══ Source extract

Sunday, October 5, 2014
10 Things I've Learned After Having A Parent In The Hospital For A Month
Just a few days after Labor Day, we took my dad to the hospital after noting some confusion. This happened back in July as well, and when an MRI was completed we discovered that there was swelling in his brain as a side effect from radiation. We all- family and doctors- assumed that was the problem this time. So the doctors loaded him on steroids to reduce the swelling, just as he we had done in July.
But there was one problem: We were wrong.
Whatever was causing his initial confusion was not radiation necrosis- nor was it cancer related. But it was too late. The extremely high dose of steroids put him into a steroid psychosis. We ran all kinds of tests those first few weeks. We were ecstatic that the cancer in both the brain and the lungs were shrinking, and even more relieved to find that there was no cancer in the spinal fluid. My dad went through two spinal tap tests, a 24 hour EEG, an MRI, and multiple blood tests. And during all of this, he went from periods of unresponsiveness to seizures to hallucinations. He wasn't eating or drinking. He was wearing a diaper.
In the last week or so he has started to slowly come out of the psychosis and come back to us. He could eat if he fed him. He was following simple commands. He stopped repeating what we said and the hallucinations seemed to settle.
He has now been moved to a rehabilitation facility to get physical and occupational therapy. Sitting in a hospital bed for a month has caused him to lose his strength. There are still moments of confusion, but he is making tremendous progress.
The month has been hell. I cannot begin to express how terrifying it is to watch your dad become unresponsive. But I certainly have learned a lot.
10. There are secret angels in the hospital- and they aren't always the medical team. I loved my dad's nurses. but I also felt so much comfort from the Starbucks barista's. Which may seem silly, but they learned my name and always asked for an update on my dad. I change my order up all the time so they would try to guess what I was getting that day.
9. Your routine will HAVE to change- and that's okay. Just let it go. Realize that instead of heading home after work to cook dinner or to have book club or workout may not happen. Visiting at the hospital will take priority. Running an errand for the other parent will take priority. It's okay. I did my fair share of complaining, but have come to accept that routines sometimes just have to change.

════

* **What is expected**
Reproduce the post about a parent's month in the hospital from "9. Your routine" to "have to change.".

══ Excerpted data

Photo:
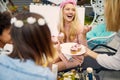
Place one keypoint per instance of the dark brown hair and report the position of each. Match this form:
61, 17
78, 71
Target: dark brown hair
5, 18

════

* **Answer area**
9. Your routine will HAVE to change- and that's okay. Just let it go. Realize that instead of heading home after work to cook dinner or to have book club or workout may not happen. Visiting at the hospital will take priority. Running an errand for the other parent will take priority. It's okay. I did my fair share of complaining, but have come to accept that routines sometimes just have to change.